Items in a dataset
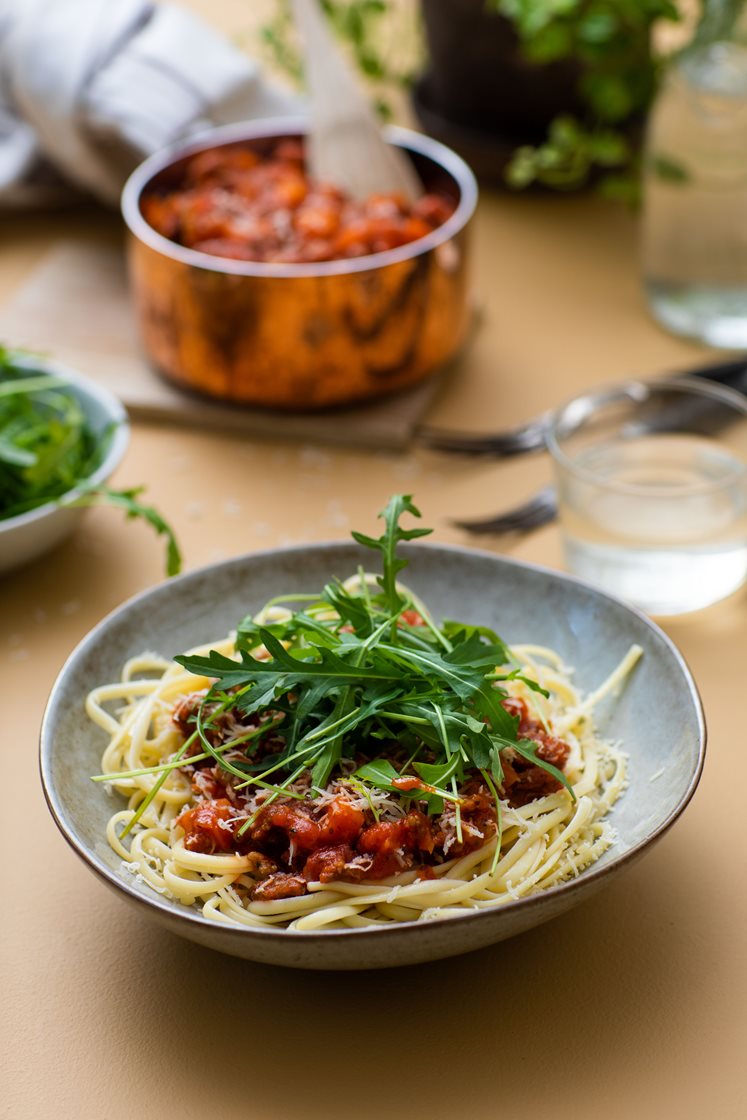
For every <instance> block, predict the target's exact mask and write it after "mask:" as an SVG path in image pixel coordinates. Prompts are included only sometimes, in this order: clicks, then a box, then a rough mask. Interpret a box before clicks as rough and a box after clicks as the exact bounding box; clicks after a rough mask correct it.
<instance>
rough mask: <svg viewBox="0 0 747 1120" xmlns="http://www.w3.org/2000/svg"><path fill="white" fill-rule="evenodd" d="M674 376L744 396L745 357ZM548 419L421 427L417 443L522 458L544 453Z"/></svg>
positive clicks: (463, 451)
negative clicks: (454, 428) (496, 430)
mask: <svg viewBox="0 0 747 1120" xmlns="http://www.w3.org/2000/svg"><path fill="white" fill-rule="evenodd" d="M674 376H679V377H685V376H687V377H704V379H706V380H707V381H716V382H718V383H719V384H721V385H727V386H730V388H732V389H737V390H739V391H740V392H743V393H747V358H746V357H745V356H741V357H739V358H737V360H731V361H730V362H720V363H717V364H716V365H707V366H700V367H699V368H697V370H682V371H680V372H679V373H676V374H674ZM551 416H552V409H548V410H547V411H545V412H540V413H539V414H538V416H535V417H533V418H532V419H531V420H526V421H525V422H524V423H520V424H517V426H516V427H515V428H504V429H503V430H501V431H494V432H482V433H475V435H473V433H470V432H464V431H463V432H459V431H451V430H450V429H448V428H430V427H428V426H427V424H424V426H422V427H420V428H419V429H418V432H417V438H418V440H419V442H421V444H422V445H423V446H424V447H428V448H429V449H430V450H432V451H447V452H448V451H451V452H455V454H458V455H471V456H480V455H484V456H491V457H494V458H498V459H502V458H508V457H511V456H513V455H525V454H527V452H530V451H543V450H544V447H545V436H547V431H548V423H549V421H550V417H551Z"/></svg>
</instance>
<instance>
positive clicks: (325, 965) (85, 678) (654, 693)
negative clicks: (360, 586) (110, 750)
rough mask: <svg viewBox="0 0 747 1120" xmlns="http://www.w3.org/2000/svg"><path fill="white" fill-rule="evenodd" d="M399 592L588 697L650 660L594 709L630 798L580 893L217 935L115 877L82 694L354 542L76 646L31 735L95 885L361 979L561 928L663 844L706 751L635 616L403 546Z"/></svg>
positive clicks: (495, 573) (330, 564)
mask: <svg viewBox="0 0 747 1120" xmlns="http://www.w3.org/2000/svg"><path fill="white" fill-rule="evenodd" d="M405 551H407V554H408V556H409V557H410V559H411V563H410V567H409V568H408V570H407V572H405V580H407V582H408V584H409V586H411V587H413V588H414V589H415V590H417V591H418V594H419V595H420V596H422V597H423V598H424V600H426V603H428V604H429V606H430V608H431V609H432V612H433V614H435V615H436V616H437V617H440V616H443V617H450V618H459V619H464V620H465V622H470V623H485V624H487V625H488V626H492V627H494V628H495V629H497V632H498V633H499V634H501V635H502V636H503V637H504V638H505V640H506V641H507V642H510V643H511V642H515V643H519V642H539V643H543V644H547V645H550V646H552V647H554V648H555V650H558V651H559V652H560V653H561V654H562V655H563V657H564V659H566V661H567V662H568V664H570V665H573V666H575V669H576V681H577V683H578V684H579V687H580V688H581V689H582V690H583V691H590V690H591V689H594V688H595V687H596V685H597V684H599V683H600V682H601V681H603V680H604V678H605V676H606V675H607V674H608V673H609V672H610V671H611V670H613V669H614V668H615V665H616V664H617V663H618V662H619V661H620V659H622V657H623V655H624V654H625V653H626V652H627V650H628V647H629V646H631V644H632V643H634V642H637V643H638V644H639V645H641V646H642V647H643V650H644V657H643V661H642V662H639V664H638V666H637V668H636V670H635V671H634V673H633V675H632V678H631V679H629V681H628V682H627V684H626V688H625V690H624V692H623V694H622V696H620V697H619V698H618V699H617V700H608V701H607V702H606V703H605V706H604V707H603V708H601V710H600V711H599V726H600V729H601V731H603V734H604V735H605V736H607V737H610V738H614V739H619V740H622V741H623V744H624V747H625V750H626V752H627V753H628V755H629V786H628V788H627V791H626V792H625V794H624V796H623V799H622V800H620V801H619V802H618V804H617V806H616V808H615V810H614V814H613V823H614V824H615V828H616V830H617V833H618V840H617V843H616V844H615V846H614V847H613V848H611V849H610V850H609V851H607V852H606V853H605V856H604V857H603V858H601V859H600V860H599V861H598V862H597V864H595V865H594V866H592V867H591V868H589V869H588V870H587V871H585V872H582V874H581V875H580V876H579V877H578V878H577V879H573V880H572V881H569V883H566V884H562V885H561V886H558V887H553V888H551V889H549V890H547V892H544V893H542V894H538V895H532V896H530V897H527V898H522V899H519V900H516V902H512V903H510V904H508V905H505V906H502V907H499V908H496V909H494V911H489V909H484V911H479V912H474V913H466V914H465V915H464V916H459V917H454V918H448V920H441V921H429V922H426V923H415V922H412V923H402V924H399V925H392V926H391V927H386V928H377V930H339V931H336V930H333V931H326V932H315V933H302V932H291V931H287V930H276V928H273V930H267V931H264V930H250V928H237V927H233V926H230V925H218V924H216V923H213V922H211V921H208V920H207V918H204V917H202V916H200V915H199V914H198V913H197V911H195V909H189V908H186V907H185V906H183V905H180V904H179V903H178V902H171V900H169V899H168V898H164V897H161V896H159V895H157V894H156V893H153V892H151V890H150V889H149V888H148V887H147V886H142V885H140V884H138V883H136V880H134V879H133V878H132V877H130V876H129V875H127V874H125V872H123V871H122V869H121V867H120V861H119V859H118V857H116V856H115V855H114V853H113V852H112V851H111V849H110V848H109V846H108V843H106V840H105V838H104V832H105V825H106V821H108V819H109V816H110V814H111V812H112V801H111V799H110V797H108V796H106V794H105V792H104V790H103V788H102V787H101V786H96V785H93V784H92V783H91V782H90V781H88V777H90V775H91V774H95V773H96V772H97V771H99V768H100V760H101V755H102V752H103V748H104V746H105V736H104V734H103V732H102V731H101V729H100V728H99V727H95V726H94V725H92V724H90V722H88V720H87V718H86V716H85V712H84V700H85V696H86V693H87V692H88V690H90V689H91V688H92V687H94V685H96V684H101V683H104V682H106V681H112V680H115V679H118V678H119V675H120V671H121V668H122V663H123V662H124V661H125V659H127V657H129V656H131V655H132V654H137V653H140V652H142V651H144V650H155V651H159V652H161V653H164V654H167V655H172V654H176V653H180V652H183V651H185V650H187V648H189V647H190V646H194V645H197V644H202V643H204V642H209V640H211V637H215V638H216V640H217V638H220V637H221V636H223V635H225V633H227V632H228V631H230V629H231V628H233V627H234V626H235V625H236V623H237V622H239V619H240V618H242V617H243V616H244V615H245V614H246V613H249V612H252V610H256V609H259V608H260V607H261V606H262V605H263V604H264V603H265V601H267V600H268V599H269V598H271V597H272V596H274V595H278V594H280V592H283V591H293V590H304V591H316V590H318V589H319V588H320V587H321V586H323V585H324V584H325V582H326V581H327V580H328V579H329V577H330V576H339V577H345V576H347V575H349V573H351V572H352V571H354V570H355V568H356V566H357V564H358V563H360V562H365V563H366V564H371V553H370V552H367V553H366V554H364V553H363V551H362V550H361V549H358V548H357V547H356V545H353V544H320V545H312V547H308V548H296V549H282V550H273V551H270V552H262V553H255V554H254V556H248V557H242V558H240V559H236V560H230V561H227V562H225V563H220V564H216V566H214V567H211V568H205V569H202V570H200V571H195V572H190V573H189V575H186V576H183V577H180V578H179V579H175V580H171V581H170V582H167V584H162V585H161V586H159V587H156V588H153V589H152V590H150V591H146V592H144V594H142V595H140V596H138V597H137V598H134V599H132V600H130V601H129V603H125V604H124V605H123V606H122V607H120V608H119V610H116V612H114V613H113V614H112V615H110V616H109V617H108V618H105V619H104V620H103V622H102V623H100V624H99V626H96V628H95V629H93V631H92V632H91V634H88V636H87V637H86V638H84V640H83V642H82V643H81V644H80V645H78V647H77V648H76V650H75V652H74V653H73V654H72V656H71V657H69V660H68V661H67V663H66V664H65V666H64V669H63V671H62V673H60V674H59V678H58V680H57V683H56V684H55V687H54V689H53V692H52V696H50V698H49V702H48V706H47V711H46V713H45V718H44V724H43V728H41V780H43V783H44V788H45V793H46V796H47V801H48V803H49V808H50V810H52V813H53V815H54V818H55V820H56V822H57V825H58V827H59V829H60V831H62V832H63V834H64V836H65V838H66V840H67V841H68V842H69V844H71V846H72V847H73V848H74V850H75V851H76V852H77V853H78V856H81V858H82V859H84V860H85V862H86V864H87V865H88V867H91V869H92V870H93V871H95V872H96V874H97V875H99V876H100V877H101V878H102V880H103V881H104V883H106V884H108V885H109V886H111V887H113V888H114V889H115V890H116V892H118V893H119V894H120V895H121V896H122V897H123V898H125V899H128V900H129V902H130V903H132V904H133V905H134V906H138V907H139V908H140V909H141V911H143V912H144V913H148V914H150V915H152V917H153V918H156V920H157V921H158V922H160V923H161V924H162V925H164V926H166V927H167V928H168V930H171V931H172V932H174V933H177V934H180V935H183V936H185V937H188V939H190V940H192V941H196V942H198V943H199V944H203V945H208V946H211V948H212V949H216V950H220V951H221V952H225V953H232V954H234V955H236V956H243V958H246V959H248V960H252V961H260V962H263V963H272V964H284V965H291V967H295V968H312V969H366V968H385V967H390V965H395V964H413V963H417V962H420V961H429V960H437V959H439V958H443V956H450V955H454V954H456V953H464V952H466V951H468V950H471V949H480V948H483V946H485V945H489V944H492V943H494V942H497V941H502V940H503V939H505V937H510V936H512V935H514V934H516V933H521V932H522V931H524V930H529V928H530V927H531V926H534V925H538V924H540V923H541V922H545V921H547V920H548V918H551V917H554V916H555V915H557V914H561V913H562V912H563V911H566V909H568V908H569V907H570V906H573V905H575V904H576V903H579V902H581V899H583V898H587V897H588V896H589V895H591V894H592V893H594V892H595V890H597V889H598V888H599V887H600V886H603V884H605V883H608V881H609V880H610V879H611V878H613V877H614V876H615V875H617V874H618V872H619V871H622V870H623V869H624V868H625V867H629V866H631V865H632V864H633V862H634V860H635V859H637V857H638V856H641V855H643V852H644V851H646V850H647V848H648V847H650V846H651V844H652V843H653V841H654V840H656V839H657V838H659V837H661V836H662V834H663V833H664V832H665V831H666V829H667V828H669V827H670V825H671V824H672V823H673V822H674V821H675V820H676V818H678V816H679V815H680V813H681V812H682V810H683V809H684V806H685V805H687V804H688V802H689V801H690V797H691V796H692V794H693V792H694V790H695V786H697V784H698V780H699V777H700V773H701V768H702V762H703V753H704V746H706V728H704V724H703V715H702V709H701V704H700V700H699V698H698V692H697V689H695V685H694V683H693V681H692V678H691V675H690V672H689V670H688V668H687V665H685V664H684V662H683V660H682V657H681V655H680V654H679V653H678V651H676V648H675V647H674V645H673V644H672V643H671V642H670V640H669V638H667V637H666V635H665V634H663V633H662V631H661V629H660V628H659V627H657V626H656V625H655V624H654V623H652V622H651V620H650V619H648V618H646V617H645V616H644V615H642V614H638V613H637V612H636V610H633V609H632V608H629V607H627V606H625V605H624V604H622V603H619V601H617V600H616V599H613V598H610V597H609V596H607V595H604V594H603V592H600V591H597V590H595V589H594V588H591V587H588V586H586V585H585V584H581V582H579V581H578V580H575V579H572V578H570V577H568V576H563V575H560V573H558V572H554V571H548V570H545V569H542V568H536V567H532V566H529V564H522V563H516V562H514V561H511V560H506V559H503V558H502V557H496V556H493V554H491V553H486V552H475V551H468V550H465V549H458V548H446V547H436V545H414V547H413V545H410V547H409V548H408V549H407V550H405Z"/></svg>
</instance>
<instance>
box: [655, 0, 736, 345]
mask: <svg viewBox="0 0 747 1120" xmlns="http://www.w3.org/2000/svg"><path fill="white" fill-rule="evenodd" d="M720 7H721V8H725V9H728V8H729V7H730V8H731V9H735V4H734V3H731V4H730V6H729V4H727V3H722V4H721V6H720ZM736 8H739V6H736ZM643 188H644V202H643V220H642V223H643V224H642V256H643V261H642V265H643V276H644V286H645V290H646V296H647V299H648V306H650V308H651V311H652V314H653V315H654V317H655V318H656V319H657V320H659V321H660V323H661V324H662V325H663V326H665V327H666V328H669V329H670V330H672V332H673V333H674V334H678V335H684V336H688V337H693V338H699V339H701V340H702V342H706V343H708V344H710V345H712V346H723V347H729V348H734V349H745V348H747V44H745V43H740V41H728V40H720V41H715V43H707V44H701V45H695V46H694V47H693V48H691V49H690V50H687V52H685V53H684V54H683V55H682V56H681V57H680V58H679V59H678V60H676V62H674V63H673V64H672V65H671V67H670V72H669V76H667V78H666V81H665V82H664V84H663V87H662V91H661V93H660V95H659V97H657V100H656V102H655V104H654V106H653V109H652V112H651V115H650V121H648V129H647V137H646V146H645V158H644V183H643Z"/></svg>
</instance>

WORK TO BE COMPLETED
Put the lines above into a JSON list of strings, one string per line and no blank lines, starting from the beginning of the lines and running through the line with "negative clicks: (454, 428) (496, 430)". Leave out the pictures.

ANSWER TO THIS TASK
[
  "For every <instance> block, predict the target's exact mask and write it after \"mask:\" as an SVG path in image pixel coordinates. Prompts are included only sometimes, in this order: clicks, then a box, then a rough mask. Interpret a box before clicks as rough and a box after clicks as the exact bounding box; clicks after a rough mask correct it.",
  "<instance>",
  "rough mask: <svg viewBox=\"0 0 747 1120\" xmlns=\"http://www.w3.org/2000/svg\"><path fill=\"white\" fill-rule=\"evenodd\" d=\"M674 376L744 396L745 357ZM548 419L421 427L417 443L522 458L544 453Z\"/></svg>",
  "positive clicks: (463, 451)",
  "negative clicks: (454, 428) (496, 430)"
]